▸ Task description
From the line with "rough mask: <svg" to the final line, print the records exactly as they are.

[Opening Material for this exercise section]

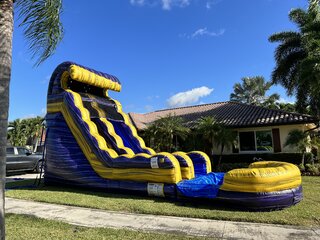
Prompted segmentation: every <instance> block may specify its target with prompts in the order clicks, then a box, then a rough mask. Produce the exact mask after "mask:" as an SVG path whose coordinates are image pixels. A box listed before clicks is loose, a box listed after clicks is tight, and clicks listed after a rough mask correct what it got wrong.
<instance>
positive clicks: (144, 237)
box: [6, 214, 210, 240]
mask: <svg viewBox="0 0 320 240" xmlns="http://www.w3.org/2000/svg"><path fill="white" fill-rule="evenodd" d="M6 239H8V240H15V239H16V240H21V239H32V240H44V239H46V240H50V239H54V240H59V239H61V240H69V239H70V240H74V239H79V240H80V239H92V240H96V239H101V240H103V239H108V240H110V239H121V240H122V239H150V240H154V239H157V240H167V239H181V240H185V239H210V238H200V237H190V236H184V235H176V234H159V233H147V232H138V231H132V230H124V229H121V230H117V229H110V228H88V227H79V226H74V225H70V224H67V223H63V222H58V221H52V220H46V219H40V218H36V217H32V216H26V215H15V214H6Z"/></svg>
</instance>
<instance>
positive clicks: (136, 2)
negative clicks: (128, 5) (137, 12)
mask: <svg viewBox="0 0 320 240" xmlns="http://www.w3.org/2000/svg"><path fill="white" fill-rule="evenodd" d="M130 3H131V4H132V5H137V6H143V5H144V4H145V0H130Z"/></svg>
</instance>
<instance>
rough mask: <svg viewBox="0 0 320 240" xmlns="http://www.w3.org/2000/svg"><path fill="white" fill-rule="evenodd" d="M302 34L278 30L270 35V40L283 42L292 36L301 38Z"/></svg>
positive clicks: (287, 39)
mask: <svg viewBox="0 0 320 240" xmlns="http://www.w3.org/2000/svg"><path fill="white" fill-rule="evenodd" d="M300 37H301V34H300V33H299V32H294V31H286V32H278V33H274V34H272V35H271V36H270V37H269V41H270V42H283V41H286V40H288V39H291V38H300Z"/></svg>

[Closing Material for this exercise section]

▸ Solution
rough mask: <svg viewBox="0 0 320 240" xmlns="http://www.w3.org/2000/svg"><path fill="white" fill-rule="evenodd" d="M302 34L278 30L270 35V40L283 42L292 36L301 38Z"/></svg>
positive clicks: (287, 39)
mask: <svg viewBox="0 0 320 240" xmlns="http://www.w3.org/2000/svg"><path fill="white" fill-rule="evenodd" d="M300 37H301V34H300V33H299V32H294V31H286V32H278V33H274V34H272V35H271V36H270V37H269V41H270V42H283V41H286V40H288V39H291V38H300Z"/></svg>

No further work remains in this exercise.